ACTION ITEM: Each record must reappear in the answer exactly as it is written.

━━━━━ PROVIDED RECORDS ━━━━━

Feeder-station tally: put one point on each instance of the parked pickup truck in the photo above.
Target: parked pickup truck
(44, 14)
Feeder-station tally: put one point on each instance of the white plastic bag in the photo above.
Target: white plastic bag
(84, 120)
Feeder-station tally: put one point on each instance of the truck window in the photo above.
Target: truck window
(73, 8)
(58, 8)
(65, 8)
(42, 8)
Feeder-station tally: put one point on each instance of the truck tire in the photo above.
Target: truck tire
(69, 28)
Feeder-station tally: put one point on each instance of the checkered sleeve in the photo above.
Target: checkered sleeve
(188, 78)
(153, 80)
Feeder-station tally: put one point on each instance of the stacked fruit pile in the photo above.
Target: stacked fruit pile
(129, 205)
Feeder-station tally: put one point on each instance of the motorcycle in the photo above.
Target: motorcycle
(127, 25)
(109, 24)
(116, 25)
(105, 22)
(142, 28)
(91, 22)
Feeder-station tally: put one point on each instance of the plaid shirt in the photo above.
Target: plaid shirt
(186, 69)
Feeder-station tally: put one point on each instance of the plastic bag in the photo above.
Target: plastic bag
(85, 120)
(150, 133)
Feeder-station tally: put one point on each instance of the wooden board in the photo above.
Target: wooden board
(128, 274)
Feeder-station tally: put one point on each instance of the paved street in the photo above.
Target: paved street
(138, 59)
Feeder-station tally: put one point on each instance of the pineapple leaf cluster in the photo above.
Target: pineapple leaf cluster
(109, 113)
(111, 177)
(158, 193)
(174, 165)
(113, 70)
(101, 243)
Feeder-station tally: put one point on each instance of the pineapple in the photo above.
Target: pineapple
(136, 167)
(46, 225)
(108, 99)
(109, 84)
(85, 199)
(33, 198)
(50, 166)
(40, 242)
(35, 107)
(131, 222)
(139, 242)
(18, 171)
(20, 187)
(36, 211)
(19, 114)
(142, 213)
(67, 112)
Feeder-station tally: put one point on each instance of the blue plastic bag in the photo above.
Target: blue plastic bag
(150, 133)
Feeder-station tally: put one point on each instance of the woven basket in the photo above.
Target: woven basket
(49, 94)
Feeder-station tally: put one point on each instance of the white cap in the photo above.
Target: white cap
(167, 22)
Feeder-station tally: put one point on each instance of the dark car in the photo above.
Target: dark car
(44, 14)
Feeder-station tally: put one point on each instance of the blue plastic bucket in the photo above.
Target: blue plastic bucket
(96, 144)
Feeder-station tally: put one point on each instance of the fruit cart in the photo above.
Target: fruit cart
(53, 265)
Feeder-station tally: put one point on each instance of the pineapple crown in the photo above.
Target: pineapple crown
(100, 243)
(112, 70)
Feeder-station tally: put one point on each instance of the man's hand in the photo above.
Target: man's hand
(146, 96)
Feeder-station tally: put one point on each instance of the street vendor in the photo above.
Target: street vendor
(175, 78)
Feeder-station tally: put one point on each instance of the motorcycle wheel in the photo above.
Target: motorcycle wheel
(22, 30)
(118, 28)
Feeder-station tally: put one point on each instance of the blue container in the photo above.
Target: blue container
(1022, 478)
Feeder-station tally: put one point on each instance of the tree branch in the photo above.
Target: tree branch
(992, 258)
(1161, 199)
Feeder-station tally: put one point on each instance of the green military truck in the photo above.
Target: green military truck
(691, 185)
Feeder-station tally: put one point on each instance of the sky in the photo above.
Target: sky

━━━━━

ANSWER TO THIS TASK:
Feeder-station tally: put one point on each instance of the parked pickup truck in the photo above.
Target: parked pickup truck
(44, 14)
Feeder-station tally: put one point on each instance of the white plastic bag in the photo above.
Target: white plastic bag
(84, 120)
Feeder-station tally: put one point on each instance of the truck window in the photo above.
Target: truck window
(73, 8)
(58, 8)
(65, 8)
(42, 8)
Feeder-station tally: put one point on each instance of the truck tire in the photo above.
Target: truck tire
(69, 28)
Feeder-station tally: put one point on each instance of the checkered sleeve in the photo above.
Target: checkered sleeve
(188, 78)
(153, 80)
Feeder-station tally: put one point on each instance of the stacked fruit pile in the photo above.
Target: stacked fruit pile
(129, 205)
Feeder-station tally: put one point on each instance of the motorcycle in the photo above.
Target: motorcycle
(127, 25)
(109, 24)
(116, 25)
(105, 22)
(142, 28)
(91, 22)
Feeder-station tally: put one point on each instance of the plaid shirt in the photo above.
Target: plaid shirt
(186, 69)
Feeder-station tally: put one point on each instance of the plastic bag in the photo above.
Target: plastic bag
(85, 120)
(150, 133)
Feeder-station tally: put one point on each instance of the wooden board in the photo above.
Target: wooden board
(128, 274)
Feeder-station tally: put one point on each instance of the paved street in the photo above.
Target: paved street
(138, 59)
Feeder-station tally: put one point on each instance of the pineapple leaf cluster in the photo above.
Target: pineapple leaf cluster
(109, 113)
(111, 177)
(158, 193)
(174, 165)
(113, 70)
(101, 243)
Feeder-station tally: put one point on each instance of the pineapple in the photo above.
Target: pineapple
(136, 167)
(46, 225)
(108, 99)
(109, 84)
(85, 199)
(33, 198)
(50, 166)
(40, 242)
(35, 107)
(131, 222)
(139, 242)
(18, 171)
(20, 187)
(36, 211)
(19, 114)
(142, 213)
(67, 112)
Feeder-station tally: put one point on each instance of the blue plastic bag in the photo above.
Target: blue plastic bag
(150, 133)
Feeder-station tally: put one point on each instance of the woven basket in the photo above.
Target: woven basket
(49, 94)
Feeder-station tally: put one point on each instance of the white cap in the photo above.
Target: white cap
(167, 22)
Feeder-station tally: put one point on each instance of the dark car in the photo above.
Target: dark car
(44, 14)
Feeder-station tally: put one point on each instance of the blue plastic bucket in the photo above.
Target: blue plastic bucket
(96, 144)
Feeder-station tally: put one point on each instance of the fruit cart in the photo above.
Target: fruit cart
(53, 265)
Feeder-station tally: put one point on each instance of the pineapple crown in the photo above.
Target: pineapple crown
(100, 243)
(112, 70)
Feeder-station tally: put one point on each instance of the man's hand in the photo above.
Target: man's hand
(146, 96)
Feeder-station tally: put one point on each instance of the street vendor in the photo above.
Target: street vendor
(175, 78)
Feeder-station tally: put one point on each instance of the motorcycle wheel in the photo above.
Target: motorcycle wheel
(22, 30)
(118, 28)
Feeder-station tally: put one point on each instance of the blue container in the photo above.
Target: blue container
(1022, 478)
Feeder-station tally: put one point on each instance of the tree branch in the photo above.
Target: tree branch
(992, 258)
(1161, 199)
Feeder-station tally: put one point on each instance of the green military truck in the photo above.
Target: green military truck
(691, 185)
Feeder-station tally: put one point on each instance of the sky in the photo above.
Target: sky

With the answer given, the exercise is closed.